+++ ENREGISTREMENTS FOURNIS

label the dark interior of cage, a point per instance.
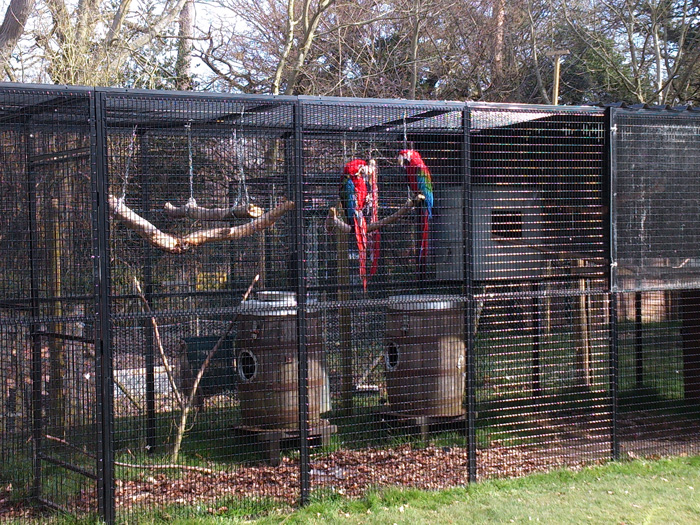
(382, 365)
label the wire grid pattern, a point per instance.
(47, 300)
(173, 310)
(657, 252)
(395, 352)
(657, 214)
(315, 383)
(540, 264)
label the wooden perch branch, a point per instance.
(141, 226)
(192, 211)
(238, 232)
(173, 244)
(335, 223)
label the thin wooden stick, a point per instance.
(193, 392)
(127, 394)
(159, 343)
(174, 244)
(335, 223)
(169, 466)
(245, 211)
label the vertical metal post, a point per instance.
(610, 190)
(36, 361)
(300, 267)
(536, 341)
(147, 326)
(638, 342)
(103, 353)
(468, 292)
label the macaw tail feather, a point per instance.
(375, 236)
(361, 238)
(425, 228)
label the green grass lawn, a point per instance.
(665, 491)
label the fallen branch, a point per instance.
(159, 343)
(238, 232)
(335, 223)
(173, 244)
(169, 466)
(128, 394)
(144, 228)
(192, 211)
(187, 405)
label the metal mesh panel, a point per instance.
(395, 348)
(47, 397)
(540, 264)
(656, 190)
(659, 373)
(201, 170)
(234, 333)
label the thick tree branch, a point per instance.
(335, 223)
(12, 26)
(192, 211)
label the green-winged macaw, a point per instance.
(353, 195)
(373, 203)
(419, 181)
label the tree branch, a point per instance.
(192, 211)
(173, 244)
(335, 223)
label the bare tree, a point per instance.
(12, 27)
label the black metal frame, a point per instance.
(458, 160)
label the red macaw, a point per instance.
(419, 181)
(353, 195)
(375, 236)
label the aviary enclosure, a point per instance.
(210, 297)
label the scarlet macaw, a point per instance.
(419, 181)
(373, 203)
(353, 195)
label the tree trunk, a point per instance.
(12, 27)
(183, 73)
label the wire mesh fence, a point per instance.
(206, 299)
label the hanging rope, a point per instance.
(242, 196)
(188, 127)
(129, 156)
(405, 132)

++++++

> **DÉTAILS DE L'EXERCICE**:
Recopiez toutes les lignes des enregistrements ci-dessus, consignes comprises, en multipliant par 2,5 chaque coordonnée des réponses et en l'arrondissant à l'entier le plus proche, les demis vers le haut. Laissez les images de côté.

> **RÉPONSE ATTENDUE**:
label the dark interior of cage, a point per instance.
(955, 913)
label the wire grid pattern, a point per instance.
(118, 750)
(433, 775)
(1643, 630)
(988, 880)
(1643, 535)
(788, 958)
(1350, 660)
label the wooden perch branch, a point per instance.
(353, 565)
(480, 528)
(595, 580)
(433, 610)
(838, 558)
label the thin wooden stick, a point per instance.
(483, 980)
(318, 985)
(398, 858)
(435, 610)
(838, 558)
(423, 1165)
(613, 528)
label the vertical metal post, a point per instance.
(1525, 475)
(90, 903)
(750, 668)
(1340, 853)
(368, 815)
(1595, 855)
(258, 883)
(1170, 730)
label the macaw tail feather, a point per instance.
(938, 590)
(903, 595)
(1063, 570)
label the green grass lawn, a point per instance.
(1663, 1228)
label the fallen branch, a point per instance.
(398, 858)
(595, 580)
(838, 558)
(433, 610)
(423, 1165)
(320, 985)
(360, 570)
(480, 528)
(468, 1013)
label the metal mesh panel, a point per instance.
(988, 870)
(118, 993)
(1350, 660)
(1640, 475)
(1648, 933)
(503, 425)
(585, 833)
label the thick tree branch, a point per instance.
(838, 558)
(30, 65)
(480, 528)
label the green-winged macaw, a point per instance.
(883, 488)
(933, 508)
(1048, 453)
label the tree branch, a point per instance.
(480, 528)
(433, 610)
(838, 558)
label the bare tree, a point per instance.
(30, 68)
label the black metal frame, a point per instance.
(1145, 400)
label the red macaw, a point per instance.
(1048, 453)
(883, 488)
(938, 590)
label the aviary enclosure, a point per instance.
(525, 743)
label the scarlet macaw, a point per instance.
(1048, 453)
(933, 508)
(883, 488)
label the tree trunk, a point per instance.
(30, 68)
(458, 183)
label the wire mesh fence, a point per instance.
(515, 748)
label the hanging rope, a point per instance.
(605, 490)
(470, 318)
(323, 390)
(1013, 330)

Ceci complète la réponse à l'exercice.